◆ **TASK DIRECTIONS**:
Find the string "opening" in the entries and copy each line that has it.

_ _ _ _ _ _ _

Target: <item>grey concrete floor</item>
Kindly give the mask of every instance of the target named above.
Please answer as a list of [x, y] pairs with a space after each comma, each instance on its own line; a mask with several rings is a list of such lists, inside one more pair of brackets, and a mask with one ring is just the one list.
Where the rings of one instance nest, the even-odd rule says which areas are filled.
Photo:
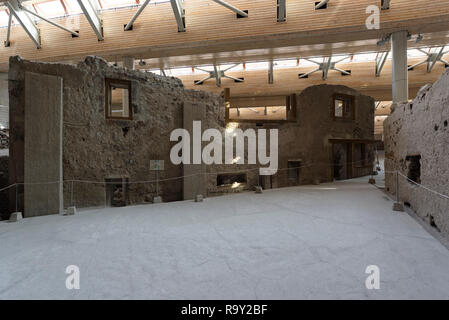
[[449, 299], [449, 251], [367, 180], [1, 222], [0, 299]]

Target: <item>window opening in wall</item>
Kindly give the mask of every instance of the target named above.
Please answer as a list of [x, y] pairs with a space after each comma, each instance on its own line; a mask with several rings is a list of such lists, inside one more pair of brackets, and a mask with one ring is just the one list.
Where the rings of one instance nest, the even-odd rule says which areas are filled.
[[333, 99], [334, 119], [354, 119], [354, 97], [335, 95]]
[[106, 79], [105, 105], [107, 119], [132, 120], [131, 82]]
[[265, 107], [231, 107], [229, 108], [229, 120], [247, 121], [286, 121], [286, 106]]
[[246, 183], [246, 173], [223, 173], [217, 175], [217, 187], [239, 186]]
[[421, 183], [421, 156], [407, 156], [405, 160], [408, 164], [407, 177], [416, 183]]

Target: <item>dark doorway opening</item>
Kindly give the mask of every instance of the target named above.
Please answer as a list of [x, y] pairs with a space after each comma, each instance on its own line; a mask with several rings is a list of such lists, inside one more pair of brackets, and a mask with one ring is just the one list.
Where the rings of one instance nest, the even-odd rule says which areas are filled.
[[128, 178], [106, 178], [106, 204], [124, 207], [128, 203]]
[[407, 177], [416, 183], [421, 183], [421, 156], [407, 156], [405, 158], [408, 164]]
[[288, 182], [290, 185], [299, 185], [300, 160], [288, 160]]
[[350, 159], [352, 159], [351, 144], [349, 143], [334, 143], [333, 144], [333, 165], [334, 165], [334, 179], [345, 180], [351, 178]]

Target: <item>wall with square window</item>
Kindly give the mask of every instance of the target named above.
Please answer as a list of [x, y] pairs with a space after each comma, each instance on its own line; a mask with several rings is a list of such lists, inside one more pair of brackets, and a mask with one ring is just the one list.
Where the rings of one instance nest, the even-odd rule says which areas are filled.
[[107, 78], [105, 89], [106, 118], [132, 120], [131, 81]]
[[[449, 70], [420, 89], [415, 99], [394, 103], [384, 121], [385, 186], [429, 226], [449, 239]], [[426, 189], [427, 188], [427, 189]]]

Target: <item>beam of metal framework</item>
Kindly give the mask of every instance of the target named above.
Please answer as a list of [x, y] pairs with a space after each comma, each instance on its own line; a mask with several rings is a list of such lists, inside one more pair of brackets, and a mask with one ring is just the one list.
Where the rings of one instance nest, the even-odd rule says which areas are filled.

_ _ _ _ _ _ _

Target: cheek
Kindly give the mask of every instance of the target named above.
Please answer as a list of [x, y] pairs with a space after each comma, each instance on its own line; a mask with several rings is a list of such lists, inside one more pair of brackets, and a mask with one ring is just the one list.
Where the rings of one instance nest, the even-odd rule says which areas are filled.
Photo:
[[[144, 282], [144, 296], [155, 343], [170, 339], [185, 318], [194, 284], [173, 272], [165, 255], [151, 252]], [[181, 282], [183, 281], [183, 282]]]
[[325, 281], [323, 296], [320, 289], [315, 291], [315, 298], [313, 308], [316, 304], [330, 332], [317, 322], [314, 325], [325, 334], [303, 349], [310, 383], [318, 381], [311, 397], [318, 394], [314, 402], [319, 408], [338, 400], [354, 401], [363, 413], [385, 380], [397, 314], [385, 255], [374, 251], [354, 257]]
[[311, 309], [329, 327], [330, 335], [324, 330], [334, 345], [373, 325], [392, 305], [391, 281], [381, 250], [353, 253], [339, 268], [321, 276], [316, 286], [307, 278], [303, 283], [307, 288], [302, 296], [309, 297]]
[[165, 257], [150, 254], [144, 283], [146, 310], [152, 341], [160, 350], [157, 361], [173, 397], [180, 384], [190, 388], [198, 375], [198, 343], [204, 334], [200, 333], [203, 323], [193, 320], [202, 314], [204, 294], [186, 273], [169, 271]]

_ _ _ _ _ _ _

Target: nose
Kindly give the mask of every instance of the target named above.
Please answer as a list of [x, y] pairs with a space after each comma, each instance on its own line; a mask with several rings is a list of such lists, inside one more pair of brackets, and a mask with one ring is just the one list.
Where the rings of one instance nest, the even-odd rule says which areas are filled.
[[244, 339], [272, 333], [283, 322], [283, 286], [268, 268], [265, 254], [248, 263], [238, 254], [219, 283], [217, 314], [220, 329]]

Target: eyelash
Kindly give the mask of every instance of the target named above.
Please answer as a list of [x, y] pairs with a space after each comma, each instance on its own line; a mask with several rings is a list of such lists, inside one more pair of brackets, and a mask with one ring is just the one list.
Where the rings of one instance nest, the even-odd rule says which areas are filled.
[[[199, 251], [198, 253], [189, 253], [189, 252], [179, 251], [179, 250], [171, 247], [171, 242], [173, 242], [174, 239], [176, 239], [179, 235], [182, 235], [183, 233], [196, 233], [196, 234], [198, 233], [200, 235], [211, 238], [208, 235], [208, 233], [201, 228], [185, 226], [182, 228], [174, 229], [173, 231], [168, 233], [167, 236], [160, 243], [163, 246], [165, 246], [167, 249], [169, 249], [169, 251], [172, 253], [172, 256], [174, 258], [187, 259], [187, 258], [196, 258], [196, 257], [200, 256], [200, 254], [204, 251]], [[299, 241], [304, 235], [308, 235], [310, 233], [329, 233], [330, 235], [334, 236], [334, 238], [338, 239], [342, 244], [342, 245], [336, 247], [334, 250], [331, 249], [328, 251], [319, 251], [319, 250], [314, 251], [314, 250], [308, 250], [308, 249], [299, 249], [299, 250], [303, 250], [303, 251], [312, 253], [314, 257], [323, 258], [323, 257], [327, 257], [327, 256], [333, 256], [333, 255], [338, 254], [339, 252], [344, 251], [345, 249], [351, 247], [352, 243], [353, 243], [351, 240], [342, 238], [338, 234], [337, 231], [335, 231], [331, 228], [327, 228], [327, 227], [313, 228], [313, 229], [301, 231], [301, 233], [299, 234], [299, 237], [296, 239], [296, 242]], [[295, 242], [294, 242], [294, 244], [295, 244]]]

_ _ _ _ _ _ _

◆ **SOLUTION**:
Target: <item>window opening in wall</item>
Target: <item>dark doorway opening</item>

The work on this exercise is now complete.